Problem requirements: Please show every line below that contains the string "front", matching case exactly.

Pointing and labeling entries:
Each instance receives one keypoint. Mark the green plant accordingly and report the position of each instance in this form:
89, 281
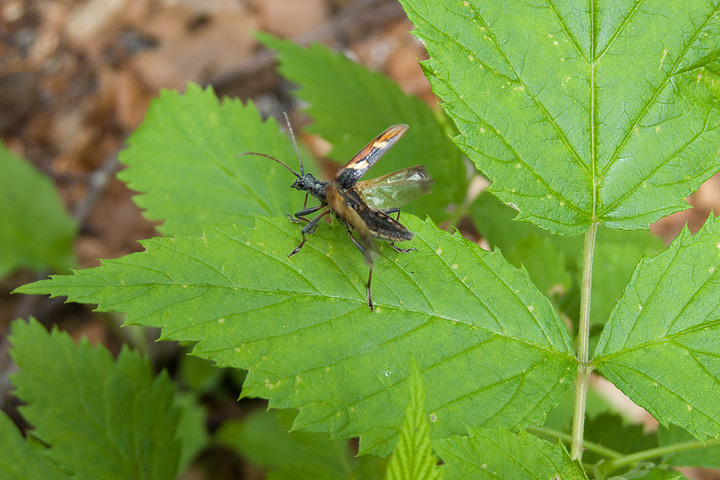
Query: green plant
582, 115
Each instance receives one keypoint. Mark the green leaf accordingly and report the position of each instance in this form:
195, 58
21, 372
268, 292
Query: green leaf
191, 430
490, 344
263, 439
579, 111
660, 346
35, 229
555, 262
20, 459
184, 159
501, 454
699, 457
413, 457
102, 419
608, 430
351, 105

* * *

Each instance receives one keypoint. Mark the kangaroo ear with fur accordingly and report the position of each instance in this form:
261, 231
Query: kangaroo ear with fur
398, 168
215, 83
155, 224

---

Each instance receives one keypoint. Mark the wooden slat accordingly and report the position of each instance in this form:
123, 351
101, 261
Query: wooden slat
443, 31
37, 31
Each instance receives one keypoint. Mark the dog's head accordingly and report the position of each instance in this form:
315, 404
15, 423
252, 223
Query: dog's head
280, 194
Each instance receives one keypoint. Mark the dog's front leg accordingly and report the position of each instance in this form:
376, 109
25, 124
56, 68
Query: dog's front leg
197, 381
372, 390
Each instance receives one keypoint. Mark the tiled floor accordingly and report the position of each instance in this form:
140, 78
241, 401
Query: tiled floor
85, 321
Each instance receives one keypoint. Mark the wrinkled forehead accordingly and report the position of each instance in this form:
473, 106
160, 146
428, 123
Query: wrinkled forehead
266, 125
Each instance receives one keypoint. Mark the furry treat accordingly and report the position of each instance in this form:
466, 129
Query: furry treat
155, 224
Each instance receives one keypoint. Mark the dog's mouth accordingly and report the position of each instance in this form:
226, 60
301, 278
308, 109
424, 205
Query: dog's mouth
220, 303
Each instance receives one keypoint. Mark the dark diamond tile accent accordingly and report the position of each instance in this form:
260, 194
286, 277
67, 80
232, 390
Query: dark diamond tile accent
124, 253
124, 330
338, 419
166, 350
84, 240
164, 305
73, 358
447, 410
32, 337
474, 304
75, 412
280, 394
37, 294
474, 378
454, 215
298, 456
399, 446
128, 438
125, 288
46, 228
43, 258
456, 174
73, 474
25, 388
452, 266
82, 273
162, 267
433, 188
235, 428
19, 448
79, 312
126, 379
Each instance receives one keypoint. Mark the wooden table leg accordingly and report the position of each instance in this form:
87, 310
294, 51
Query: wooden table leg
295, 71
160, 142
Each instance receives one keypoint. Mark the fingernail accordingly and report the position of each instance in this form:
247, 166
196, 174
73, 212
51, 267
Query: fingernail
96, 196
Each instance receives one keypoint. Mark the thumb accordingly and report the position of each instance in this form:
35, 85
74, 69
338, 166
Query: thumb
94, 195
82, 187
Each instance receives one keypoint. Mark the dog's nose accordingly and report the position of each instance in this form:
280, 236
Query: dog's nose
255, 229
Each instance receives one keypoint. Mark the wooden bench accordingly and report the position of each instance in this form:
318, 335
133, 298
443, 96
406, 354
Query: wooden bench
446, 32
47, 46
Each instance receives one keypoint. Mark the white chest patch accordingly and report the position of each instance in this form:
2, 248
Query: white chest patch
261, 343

Answer for the task:
Each instance receives one keypoint. Mark the dog's front leg accordingly and report the position of each instance in this form:
Query: dog's front leg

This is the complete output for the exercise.